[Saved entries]

- - - -

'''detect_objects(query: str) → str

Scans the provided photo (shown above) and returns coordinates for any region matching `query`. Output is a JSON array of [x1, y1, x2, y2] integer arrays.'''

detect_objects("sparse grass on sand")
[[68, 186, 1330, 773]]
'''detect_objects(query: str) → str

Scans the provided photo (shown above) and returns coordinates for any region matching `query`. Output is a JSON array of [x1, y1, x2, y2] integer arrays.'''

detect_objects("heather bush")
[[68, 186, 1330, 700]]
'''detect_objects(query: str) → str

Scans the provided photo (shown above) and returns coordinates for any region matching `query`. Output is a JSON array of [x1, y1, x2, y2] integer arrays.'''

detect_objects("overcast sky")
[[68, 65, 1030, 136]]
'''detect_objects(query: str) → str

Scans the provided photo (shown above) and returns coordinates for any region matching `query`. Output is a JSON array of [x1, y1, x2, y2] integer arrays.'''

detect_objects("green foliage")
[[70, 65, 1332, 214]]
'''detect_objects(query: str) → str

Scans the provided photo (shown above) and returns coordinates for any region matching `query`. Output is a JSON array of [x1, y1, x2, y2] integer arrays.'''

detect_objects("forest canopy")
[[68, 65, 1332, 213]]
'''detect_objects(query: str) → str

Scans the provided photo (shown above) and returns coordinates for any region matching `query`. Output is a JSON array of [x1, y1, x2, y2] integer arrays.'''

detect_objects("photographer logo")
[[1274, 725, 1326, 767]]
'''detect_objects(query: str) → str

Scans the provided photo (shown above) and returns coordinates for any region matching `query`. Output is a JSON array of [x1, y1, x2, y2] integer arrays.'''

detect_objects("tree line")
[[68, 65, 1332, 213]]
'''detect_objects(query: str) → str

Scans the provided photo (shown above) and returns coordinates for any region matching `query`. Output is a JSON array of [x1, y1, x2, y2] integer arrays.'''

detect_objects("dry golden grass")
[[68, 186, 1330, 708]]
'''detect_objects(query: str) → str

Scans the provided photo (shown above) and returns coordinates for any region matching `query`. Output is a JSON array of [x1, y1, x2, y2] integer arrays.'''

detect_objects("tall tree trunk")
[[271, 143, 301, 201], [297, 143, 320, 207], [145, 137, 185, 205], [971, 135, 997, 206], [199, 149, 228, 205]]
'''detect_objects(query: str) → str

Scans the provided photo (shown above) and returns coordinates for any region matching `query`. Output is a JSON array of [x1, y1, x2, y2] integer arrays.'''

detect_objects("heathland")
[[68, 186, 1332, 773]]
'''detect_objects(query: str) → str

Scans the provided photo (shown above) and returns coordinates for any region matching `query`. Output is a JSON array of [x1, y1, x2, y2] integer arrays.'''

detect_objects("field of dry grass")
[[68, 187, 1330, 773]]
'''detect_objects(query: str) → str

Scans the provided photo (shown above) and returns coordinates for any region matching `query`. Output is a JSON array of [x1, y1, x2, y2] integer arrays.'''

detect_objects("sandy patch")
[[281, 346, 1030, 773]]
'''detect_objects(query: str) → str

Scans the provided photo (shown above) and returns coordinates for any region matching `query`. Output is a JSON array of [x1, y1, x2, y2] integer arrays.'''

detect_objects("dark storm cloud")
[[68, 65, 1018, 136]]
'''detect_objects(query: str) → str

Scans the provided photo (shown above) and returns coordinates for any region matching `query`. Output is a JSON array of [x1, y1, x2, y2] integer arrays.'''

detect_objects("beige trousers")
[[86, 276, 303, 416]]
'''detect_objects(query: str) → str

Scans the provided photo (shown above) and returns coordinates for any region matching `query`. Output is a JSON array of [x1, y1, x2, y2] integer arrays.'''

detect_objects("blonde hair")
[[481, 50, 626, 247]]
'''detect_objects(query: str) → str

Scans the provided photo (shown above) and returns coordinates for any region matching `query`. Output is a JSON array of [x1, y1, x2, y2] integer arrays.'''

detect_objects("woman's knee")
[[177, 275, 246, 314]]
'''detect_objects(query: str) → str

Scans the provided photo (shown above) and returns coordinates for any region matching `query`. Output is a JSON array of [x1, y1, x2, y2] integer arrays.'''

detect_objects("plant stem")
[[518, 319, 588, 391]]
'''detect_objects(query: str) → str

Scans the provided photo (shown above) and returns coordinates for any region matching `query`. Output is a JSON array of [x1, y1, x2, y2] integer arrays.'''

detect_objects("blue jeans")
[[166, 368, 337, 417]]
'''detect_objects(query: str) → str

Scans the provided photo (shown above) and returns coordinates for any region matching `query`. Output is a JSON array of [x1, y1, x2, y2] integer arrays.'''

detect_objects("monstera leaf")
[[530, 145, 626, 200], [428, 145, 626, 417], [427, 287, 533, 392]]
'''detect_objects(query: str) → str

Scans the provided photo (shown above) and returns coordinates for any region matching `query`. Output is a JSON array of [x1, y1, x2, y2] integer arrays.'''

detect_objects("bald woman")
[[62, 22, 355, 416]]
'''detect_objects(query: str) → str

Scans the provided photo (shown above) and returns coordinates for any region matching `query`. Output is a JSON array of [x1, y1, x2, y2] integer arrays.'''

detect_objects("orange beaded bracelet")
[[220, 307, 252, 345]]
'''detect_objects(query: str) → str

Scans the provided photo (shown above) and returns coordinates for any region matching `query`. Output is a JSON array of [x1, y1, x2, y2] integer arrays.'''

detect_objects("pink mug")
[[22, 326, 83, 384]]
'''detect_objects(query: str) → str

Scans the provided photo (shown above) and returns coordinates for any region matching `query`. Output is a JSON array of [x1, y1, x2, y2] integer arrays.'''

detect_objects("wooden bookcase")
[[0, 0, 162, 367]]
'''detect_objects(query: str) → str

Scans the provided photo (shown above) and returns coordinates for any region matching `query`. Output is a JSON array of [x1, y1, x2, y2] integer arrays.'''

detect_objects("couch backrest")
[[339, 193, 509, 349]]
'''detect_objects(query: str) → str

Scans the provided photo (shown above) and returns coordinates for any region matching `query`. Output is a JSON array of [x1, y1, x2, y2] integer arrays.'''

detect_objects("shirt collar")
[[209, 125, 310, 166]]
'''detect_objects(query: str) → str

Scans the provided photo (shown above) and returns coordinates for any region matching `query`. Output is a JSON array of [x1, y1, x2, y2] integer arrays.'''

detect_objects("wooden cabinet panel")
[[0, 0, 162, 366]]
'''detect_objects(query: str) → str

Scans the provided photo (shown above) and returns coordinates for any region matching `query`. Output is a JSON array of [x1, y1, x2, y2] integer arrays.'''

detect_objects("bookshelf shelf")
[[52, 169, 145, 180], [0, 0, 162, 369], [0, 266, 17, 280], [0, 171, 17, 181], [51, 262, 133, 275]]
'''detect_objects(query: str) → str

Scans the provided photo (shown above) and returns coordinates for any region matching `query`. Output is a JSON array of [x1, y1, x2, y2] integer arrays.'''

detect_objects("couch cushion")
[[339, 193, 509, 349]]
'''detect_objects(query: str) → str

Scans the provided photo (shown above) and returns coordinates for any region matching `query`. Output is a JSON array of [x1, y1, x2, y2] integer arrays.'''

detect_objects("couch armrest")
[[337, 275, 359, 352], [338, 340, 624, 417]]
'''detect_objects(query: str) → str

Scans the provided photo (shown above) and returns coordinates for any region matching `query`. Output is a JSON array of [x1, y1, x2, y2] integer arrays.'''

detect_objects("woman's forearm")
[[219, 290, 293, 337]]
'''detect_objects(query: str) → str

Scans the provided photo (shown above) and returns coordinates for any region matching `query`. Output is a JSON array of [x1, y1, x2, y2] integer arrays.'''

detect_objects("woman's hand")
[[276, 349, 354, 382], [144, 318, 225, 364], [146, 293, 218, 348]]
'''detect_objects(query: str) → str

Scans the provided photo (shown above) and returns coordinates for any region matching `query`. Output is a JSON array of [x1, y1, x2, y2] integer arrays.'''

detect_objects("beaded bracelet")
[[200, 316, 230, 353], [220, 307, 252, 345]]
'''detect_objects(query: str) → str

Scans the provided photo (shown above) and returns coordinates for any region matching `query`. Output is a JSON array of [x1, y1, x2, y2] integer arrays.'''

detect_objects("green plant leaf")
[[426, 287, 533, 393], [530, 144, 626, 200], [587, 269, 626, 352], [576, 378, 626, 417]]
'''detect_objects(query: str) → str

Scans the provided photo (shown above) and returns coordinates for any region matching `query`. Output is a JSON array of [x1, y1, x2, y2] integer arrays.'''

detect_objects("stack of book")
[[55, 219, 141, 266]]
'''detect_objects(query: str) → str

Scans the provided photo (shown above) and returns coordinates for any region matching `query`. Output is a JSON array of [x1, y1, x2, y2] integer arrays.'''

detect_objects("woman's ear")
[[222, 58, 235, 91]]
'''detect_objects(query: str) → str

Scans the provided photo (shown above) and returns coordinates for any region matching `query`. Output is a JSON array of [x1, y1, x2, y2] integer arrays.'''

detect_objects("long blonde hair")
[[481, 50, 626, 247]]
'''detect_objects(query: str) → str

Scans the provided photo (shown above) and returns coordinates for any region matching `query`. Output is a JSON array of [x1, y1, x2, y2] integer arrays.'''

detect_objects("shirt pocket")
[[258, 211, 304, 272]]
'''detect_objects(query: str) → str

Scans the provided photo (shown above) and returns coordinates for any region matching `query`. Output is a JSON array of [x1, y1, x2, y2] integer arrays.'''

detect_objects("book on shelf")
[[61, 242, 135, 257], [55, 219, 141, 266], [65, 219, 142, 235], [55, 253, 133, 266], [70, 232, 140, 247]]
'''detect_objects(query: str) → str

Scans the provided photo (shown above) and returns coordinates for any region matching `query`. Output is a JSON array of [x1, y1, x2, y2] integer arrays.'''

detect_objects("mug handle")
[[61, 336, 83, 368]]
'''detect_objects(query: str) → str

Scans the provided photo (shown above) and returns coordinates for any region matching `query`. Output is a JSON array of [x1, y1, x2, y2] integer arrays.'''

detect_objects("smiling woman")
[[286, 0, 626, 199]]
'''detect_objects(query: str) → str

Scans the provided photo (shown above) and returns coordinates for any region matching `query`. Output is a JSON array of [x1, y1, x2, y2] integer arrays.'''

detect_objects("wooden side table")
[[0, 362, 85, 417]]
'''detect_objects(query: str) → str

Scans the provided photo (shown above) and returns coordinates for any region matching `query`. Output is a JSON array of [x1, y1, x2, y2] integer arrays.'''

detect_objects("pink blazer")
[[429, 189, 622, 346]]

- - - -

GIVEN TASK: Output everything from the start of the rows down to and including the line that contains "[[68, 186, 1330, 773]]" as a JSON list of strings, one string per line, leaving out blank lines.

ANSWER BELOW:
[
  "'''detect_objects(query: str) → str",
  "Scans the provided photo (shown above) and returns coordinates for any region matching `query`. Output is a JSON array of [x1, y1, x2, y2] integer arrays.'''",
  "detect_objects(\"sparse grass on sand\")",
  "[[68, 186, 1330, 773]]"
]